- _The exercise_
Report each line of the records below that contains the string "snow", copying every such line in full. Count a match only when the case agrees.

- _Supplied material_
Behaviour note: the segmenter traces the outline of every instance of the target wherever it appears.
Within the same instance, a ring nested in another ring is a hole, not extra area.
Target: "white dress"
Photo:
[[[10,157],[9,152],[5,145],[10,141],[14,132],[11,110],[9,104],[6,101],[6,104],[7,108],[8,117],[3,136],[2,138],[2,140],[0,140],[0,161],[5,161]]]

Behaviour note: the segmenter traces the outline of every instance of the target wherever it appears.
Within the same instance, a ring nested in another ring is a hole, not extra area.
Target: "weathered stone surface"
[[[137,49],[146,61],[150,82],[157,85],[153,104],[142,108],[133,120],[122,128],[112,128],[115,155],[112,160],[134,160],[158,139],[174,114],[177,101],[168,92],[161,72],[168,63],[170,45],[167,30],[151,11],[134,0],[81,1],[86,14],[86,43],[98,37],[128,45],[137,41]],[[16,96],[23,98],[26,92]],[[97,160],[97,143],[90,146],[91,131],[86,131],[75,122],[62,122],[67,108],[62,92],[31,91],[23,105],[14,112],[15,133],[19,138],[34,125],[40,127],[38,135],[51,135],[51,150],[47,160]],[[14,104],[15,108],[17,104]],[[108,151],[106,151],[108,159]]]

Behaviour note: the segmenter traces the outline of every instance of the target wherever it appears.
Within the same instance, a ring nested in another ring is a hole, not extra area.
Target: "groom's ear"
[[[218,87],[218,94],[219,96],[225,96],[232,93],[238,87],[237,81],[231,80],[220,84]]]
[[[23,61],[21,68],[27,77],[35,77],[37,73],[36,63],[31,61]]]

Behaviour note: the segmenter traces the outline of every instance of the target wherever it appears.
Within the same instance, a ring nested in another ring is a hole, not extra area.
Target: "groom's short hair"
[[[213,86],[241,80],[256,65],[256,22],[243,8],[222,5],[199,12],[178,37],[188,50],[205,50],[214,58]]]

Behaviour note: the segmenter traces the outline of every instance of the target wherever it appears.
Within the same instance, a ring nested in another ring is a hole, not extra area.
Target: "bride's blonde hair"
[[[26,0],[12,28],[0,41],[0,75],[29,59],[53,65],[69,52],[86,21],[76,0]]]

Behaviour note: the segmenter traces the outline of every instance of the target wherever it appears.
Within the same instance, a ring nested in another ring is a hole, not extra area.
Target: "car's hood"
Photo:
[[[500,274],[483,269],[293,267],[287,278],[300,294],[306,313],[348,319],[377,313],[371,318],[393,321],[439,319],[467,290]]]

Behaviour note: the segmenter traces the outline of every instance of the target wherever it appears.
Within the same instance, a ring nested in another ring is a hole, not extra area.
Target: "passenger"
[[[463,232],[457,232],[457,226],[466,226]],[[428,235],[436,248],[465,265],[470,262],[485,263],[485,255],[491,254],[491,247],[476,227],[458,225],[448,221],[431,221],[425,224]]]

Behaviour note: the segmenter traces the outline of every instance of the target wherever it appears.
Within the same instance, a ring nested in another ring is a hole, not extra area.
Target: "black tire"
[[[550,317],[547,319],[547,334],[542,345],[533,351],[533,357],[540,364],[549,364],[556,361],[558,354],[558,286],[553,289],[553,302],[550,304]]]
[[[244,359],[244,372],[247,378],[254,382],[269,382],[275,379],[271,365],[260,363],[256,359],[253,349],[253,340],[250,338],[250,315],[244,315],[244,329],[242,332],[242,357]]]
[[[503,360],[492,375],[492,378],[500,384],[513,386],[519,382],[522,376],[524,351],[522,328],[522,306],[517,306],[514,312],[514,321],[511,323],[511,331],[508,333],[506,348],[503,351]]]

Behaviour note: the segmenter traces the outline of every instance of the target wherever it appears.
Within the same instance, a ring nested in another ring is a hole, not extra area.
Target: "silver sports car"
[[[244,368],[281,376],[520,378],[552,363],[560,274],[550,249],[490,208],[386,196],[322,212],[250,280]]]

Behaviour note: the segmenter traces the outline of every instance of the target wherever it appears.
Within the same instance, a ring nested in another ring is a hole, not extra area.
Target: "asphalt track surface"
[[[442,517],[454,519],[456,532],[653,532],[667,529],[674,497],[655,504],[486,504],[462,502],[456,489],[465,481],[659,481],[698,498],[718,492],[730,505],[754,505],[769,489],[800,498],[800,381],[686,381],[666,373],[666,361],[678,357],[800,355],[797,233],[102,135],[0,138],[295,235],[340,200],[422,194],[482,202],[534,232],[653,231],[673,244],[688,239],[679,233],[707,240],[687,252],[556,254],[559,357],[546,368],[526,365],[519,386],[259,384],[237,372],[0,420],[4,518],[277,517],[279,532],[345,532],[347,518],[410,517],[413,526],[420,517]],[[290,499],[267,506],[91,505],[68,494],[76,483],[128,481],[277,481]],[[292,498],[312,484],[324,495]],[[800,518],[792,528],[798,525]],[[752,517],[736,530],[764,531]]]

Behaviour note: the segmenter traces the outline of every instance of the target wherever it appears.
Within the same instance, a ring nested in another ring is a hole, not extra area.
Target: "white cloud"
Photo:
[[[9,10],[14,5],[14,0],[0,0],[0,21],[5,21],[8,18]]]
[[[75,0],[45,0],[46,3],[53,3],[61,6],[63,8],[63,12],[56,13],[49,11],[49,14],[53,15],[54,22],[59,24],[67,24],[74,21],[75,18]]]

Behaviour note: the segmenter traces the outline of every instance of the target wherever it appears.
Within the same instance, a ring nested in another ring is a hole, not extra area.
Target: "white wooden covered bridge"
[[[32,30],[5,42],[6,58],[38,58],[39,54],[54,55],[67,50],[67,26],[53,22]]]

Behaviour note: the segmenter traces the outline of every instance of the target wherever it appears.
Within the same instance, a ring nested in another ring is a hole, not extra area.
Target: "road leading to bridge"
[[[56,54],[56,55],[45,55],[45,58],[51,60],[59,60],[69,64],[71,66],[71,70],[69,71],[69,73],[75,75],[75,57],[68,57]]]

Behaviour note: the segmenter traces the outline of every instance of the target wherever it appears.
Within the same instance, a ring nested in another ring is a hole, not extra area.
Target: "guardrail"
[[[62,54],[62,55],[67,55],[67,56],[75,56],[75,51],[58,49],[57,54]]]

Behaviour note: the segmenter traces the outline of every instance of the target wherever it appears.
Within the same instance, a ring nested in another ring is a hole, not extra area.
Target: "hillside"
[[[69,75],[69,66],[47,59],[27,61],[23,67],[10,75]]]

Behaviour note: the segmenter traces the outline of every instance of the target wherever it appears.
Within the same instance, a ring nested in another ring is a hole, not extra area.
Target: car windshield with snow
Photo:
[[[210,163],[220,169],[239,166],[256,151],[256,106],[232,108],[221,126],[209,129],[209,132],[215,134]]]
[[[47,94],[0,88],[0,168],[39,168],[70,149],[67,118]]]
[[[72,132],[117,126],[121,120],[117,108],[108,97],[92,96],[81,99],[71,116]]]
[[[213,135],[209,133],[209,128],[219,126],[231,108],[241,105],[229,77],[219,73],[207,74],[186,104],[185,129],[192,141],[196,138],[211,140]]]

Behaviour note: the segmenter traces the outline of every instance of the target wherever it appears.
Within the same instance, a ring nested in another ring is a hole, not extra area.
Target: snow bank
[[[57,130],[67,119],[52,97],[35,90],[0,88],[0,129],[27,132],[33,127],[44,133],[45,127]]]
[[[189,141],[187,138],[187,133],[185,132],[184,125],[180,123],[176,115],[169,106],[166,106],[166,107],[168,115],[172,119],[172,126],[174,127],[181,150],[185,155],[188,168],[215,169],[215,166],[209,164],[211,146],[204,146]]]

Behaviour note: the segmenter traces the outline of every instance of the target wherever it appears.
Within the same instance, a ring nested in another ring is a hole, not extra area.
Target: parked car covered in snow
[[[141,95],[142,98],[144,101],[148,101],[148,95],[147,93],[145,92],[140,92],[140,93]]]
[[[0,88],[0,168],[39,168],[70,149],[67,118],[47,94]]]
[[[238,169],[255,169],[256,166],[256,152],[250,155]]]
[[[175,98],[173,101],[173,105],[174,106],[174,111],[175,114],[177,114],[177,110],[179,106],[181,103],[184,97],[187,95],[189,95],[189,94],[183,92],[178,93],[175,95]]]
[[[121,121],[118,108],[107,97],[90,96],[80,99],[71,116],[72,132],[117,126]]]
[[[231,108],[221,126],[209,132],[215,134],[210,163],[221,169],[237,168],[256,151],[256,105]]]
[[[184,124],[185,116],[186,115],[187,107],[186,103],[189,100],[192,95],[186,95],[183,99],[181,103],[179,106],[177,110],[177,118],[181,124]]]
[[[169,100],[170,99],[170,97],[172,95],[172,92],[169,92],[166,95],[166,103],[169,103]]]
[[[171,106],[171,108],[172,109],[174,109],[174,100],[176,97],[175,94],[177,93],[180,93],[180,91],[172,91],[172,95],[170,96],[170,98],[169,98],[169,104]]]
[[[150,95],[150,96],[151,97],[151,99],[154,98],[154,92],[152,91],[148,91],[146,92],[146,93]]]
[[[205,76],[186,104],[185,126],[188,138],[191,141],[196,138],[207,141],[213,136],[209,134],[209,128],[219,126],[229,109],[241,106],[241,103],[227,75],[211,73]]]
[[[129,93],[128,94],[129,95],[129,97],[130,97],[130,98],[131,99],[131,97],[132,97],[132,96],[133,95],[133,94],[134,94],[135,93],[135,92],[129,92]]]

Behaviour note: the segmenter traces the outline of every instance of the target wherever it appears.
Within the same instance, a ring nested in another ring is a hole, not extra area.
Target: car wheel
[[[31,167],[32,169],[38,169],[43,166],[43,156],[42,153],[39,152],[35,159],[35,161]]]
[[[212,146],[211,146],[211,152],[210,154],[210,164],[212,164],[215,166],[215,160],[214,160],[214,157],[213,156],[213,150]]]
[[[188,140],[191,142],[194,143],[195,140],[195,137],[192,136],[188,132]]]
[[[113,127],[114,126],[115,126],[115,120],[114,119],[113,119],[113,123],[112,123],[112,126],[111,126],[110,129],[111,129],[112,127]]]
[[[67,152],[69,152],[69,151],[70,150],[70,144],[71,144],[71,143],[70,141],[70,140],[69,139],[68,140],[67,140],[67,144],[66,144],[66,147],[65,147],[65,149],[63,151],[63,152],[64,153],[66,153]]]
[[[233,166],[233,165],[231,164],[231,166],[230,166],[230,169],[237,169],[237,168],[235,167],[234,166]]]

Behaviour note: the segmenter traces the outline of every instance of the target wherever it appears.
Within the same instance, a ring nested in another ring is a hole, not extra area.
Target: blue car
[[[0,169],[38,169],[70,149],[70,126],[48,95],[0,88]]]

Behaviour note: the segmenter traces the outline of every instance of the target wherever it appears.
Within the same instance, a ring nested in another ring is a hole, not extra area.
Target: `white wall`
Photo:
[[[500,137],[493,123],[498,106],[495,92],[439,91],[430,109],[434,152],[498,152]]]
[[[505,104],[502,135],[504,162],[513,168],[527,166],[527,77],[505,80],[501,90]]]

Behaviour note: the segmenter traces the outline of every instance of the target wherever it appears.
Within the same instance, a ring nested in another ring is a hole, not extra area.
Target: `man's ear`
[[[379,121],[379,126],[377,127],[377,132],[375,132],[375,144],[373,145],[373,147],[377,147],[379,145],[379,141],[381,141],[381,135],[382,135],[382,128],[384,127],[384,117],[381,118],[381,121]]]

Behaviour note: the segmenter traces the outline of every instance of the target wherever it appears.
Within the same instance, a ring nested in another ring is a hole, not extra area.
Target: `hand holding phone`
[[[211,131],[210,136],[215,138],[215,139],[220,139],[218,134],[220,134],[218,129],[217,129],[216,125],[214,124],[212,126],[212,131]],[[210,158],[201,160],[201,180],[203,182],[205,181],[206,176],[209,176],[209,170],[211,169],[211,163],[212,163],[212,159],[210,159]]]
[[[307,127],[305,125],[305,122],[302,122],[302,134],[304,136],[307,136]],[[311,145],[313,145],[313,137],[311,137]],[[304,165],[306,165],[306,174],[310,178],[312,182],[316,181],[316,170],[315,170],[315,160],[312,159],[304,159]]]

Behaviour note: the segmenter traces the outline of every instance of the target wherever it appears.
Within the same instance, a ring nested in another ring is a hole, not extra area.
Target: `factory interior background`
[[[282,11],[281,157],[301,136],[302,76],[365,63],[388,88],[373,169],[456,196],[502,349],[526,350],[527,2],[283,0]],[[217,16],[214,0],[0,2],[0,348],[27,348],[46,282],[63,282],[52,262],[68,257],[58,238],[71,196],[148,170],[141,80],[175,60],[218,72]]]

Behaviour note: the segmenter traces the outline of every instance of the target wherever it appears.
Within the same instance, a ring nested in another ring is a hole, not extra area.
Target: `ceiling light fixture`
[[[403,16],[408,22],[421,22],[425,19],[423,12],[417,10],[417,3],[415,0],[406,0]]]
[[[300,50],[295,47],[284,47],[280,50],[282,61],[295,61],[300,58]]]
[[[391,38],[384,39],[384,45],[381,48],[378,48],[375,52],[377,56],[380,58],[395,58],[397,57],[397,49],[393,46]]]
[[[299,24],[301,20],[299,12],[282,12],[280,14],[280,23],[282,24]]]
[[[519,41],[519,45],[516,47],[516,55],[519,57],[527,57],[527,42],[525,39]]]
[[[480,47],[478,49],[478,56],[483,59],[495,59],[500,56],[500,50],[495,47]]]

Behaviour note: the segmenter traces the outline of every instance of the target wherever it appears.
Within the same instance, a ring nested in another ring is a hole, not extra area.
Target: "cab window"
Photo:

- _Finished task_
Target: car windshield with snow
Target: snow bank
Target: parked car covered in snow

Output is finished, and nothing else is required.